═════ Supplied material
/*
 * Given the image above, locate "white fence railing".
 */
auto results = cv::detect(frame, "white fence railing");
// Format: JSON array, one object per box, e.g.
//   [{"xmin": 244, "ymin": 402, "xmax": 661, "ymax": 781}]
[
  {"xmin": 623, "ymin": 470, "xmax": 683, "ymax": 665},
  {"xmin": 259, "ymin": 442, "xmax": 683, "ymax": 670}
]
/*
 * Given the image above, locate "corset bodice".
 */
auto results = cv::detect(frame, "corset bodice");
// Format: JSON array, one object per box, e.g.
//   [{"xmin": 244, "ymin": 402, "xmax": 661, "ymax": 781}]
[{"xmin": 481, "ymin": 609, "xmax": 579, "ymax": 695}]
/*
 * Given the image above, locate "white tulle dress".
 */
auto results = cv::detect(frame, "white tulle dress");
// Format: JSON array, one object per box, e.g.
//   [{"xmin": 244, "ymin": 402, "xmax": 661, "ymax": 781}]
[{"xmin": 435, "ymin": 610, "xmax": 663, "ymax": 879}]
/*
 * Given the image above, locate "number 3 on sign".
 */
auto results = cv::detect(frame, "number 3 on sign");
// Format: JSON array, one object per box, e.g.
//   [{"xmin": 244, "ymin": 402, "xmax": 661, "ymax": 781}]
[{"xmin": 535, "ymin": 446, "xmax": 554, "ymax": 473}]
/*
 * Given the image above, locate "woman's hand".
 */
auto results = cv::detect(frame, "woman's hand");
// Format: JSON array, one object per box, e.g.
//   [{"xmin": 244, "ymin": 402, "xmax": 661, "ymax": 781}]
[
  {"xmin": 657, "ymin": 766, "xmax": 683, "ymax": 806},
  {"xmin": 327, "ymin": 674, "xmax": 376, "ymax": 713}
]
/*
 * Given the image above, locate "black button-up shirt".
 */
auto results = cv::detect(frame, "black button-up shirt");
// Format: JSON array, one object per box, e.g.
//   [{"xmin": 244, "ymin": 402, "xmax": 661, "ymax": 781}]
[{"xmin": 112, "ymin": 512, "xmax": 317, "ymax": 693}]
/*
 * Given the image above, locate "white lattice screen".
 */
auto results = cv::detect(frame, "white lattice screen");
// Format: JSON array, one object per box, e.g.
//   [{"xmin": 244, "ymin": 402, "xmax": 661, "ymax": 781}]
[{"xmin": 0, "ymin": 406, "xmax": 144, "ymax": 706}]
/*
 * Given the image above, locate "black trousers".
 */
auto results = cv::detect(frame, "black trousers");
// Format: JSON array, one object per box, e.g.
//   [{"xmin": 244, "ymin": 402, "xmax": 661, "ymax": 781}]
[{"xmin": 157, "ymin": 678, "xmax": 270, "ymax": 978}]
══════════
• _Required work_: Copy every line above that holds the word "dress".

• _Exercise response_:
 * Given the image above, locate "white tulle dress".
auto results = cv::detect(frame, "white tulle dress");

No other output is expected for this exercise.